# Task goal
Pick out and copy each line in the material below that contains the word "microphone". Case matters.

Dataset records start

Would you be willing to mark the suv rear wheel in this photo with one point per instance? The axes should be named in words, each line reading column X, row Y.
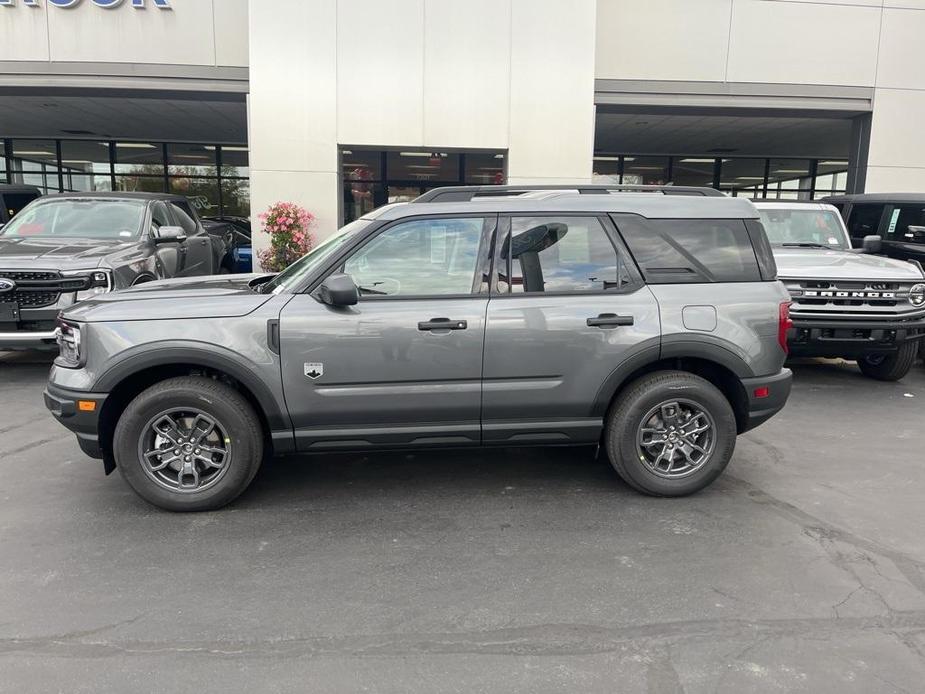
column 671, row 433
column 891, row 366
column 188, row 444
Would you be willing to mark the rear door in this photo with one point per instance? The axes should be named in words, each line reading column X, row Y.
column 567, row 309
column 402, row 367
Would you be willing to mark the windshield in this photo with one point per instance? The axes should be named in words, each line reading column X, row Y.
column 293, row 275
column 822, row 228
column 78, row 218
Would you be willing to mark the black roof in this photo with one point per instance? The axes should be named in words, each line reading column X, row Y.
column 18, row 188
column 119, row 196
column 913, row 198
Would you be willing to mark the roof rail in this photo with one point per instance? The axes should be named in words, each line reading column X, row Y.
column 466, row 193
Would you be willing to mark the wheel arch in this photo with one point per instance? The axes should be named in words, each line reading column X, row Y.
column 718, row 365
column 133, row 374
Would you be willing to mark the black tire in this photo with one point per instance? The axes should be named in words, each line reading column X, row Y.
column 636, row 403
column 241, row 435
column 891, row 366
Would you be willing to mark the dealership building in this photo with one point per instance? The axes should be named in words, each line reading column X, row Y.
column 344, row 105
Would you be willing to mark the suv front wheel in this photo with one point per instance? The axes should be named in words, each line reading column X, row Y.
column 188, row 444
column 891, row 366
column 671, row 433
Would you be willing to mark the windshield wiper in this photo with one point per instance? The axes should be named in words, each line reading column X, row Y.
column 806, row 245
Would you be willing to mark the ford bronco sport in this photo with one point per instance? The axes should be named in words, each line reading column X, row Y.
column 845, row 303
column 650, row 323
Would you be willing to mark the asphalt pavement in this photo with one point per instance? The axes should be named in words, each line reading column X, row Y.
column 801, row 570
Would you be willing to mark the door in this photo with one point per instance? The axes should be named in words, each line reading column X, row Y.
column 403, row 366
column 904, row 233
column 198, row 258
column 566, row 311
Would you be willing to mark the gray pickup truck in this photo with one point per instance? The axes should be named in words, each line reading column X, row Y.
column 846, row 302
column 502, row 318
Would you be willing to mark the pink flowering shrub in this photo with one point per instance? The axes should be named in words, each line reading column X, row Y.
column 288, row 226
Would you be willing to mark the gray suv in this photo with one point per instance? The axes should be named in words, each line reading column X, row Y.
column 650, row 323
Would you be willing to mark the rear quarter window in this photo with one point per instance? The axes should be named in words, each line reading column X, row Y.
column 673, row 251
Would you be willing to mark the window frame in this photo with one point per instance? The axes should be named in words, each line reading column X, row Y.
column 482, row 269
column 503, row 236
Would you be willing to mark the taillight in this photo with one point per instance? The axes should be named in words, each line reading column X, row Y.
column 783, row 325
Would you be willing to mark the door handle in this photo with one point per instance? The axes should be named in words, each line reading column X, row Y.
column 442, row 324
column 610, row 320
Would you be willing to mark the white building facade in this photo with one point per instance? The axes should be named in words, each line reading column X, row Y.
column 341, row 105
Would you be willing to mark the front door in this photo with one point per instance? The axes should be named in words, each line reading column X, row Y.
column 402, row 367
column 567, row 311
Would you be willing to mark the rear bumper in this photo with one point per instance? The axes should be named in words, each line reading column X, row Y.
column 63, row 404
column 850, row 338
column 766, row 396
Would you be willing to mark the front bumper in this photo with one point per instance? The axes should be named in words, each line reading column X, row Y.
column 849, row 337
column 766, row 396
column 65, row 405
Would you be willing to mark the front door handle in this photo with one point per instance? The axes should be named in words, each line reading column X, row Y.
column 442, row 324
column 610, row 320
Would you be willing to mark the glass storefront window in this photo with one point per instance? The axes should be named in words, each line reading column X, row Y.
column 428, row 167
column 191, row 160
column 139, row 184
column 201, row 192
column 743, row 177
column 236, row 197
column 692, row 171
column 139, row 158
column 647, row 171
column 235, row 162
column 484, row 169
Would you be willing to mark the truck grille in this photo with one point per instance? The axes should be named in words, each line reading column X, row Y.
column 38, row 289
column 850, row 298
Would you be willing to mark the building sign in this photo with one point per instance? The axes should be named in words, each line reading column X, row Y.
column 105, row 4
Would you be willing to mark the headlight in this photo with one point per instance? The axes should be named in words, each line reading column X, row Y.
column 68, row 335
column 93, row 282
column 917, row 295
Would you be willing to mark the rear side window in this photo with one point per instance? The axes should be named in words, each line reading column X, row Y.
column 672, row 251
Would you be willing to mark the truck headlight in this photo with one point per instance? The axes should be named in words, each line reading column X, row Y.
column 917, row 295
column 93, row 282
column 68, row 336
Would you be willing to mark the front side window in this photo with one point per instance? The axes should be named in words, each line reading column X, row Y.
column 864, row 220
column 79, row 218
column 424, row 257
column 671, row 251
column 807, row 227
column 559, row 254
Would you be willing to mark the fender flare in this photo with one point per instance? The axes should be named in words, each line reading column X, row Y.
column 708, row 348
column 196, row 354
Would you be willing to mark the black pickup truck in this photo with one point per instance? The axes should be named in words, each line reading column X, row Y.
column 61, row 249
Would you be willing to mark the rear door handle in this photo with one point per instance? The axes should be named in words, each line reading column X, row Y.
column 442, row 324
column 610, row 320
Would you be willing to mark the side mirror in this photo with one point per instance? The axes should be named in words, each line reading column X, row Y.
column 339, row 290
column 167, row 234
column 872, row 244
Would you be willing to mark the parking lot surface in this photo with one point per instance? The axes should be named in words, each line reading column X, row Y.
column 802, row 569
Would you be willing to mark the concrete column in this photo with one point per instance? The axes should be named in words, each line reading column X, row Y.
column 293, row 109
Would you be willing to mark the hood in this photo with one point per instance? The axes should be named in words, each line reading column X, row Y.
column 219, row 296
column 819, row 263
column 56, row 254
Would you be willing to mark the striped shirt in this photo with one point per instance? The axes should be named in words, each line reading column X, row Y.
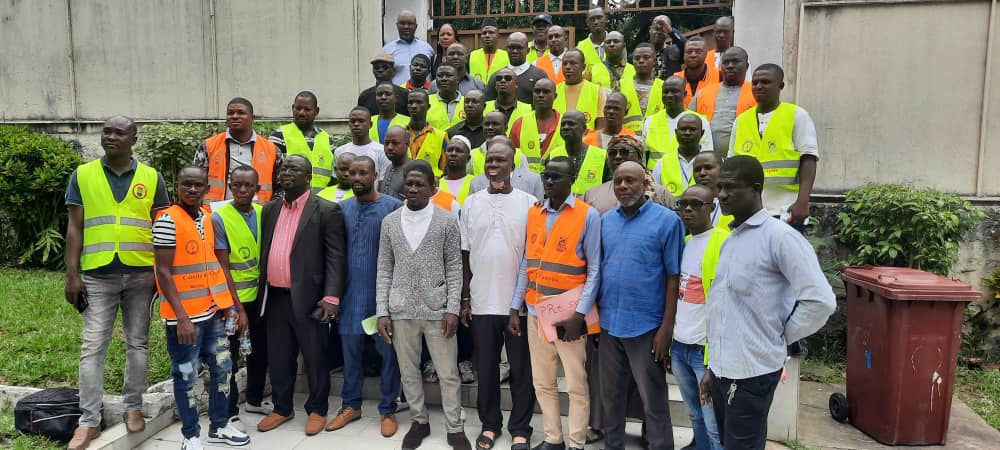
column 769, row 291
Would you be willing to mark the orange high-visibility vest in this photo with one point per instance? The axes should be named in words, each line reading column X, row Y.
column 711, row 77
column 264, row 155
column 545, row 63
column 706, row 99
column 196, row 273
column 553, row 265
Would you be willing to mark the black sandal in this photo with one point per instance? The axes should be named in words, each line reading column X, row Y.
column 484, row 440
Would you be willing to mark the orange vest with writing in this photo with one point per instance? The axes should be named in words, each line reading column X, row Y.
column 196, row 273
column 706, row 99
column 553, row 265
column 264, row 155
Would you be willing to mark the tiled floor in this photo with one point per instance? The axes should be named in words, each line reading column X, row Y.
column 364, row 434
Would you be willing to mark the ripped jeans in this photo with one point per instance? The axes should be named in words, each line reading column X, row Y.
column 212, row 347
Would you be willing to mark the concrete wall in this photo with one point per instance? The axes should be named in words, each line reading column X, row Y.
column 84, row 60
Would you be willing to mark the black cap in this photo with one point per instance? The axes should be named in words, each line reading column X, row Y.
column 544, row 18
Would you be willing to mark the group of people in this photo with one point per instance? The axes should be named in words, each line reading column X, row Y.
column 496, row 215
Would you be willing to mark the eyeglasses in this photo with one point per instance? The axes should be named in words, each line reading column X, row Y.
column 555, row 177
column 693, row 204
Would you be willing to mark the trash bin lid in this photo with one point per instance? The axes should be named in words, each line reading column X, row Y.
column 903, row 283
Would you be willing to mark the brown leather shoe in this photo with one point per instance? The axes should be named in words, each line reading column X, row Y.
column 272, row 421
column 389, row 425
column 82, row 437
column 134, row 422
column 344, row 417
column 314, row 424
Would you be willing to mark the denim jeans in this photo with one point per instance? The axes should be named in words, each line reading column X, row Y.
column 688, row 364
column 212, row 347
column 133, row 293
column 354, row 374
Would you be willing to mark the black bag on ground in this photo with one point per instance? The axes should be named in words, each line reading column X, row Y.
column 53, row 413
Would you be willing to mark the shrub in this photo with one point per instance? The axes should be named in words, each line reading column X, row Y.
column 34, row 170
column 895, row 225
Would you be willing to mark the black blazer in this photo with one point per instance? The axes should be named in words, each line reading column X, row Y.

Dataset records end
Dataset records start

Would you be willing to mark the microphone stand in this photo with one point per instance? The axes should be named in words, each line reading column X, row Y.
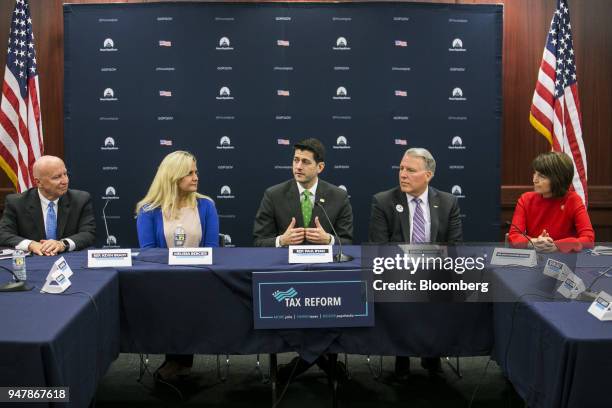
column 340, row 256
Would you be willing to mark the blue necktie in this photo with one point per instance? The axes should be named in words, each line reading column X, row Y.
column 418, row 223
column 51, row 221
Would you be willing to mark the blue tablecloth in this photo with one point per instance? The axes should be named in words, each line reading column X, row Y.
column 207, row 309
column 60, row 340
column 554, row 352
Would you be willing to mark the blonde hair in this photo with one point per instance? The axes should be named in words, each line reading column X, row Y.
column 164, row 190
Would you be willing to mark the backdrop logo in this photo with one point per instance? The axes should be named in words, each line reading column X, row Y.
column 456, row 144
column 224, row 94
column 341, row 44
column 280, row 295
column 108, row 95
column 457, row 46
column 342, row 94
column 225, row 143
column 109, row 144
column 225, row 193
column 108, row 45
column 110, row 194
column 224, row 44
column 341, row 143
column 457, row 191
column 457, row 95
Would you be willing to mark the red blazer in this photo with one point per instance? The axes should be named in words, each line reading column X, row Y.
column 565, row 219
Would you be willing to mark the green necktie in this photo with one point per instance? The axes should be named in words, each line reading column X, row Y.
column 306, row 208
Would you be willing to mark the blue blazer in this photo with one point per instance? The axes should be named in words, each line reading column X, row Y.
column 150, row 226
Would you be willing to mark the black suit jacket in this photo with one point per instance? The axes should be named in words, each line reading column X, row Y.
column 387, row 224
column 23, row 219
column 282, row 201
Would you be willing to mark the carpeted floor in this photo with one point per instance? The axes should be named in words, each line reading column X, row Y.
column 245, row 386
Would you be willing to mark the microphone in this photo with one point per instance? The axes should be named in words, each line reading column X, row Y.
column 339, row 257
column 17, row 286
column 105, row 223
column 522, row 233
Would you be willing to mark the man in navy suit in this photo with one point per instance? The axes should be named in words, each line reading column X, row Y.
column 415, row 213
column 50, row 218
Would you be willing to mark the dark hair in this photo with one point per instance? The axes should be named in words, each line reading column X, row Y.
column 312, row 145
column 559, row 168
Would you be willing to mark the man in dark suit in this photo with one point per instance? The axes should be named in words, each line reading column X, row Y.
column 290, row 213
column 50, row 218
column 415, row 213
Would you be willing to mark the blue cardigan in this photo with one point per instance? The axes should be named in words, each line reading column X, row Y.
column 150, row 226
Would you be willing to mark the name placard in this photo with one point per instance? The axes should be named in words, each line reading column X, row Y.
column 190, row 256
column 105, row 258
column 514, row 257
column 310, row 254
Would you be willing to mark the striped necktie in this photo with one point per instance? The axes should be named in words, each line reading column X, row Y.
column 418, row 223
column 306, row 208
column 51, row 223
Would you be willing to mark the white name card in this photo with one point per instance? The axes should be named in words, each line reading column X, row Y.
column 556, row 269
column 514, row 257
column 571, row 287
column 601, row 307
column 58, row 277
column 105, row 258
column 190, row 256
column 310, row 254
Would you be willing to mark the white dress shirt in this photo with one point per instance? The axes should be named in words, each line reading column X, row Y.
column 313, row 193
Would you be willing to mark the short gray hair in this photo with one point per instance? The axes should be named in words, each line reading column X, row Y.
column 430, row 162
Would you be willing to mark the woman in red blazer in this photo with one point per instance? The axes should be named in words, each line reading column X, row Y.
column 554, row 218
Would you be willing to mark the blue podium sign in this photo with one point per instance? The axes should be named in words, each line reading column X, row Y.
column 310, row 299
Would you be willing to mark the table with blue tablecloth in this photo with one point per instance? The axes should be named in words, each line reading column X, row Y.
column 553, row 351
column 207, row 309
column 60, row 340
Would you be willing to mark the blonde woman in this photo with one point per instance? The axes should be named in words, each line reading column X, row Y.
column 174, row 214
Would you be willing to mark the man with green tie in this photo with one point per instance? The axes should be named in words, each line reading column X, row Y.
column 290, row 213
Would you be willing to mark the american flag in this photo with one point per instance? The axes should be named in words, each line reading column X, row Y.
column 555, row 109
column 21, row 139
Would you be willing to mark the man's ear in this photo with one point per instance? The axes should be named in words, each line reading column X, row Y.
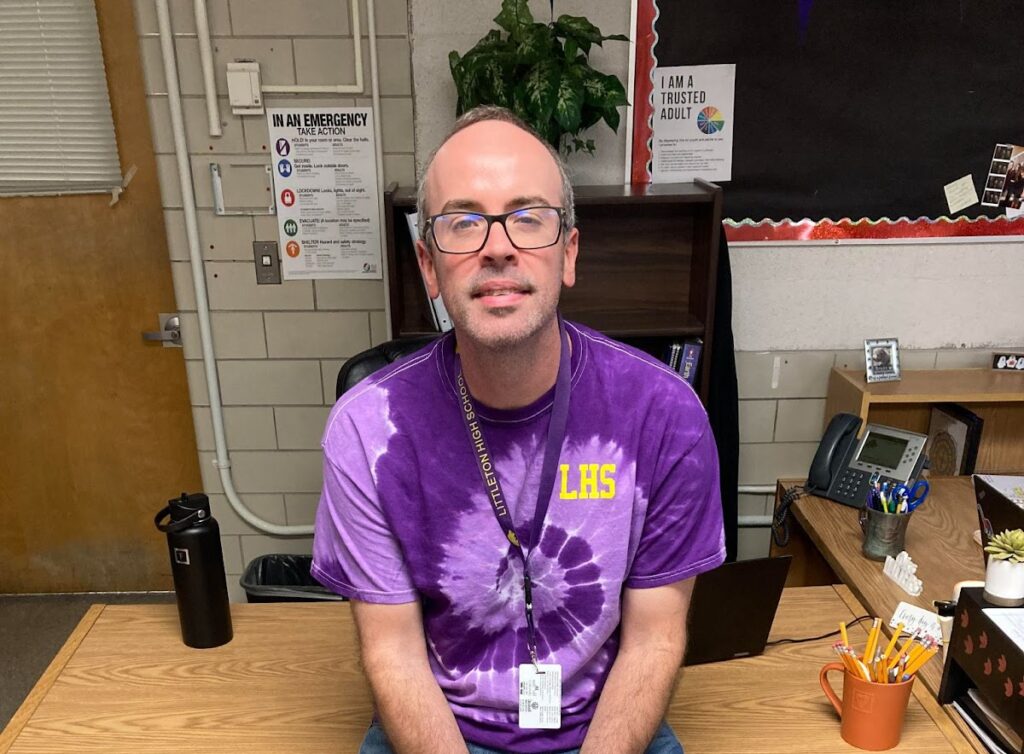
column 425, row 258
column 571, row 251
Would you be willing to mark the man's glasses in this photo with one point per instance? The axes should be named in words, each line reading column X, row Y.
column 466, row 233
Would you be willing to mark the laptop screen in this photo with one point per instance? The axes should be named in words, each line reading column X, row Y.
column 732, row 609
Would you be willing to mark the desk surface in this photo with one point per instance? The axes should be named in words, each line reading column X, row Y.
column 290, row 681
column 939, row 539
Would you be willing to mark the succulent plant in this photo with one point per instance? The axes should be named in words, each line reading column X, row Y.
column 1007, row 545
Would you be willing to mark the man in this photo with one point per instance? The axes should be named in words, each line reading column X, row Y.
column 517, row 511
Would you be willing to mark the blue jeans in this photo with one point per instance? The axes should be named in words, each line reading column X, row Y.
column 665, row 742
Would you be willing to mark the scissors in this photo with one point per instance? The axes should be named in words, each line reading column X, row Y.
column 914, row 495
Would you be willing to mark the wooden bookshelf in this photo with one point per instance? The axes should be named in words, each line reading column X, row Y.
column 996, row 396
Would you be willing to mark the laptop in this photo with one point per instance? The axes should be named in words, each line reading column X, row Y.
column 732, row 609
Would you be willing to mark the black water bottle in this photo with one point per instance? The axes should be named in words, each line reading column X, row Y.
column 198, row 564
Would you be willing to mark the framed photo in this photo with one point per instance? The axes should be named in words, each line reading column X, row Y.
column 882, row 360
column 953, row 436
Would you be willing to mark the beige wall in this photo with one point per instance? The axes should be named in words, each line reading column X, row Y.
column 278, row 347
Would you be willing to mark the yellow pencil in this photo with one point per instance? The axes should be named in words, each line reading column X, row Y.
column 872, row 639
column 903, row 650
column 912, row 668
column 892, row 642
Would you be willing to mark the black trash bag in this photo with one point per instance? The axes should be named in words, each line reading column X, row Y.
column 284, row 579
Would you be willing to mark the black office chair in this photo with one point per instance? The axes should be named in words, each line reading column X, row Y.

Dataset records end

# Solution for this task
Would you be willing to mark the microphone stand in this photo with one point per instance? The axes should be named in words, each line reading column X, row Y.
Would you be willing to mark the microphone in this photo with one point per instance? The axes should be named in words, each line reading column X, row Y.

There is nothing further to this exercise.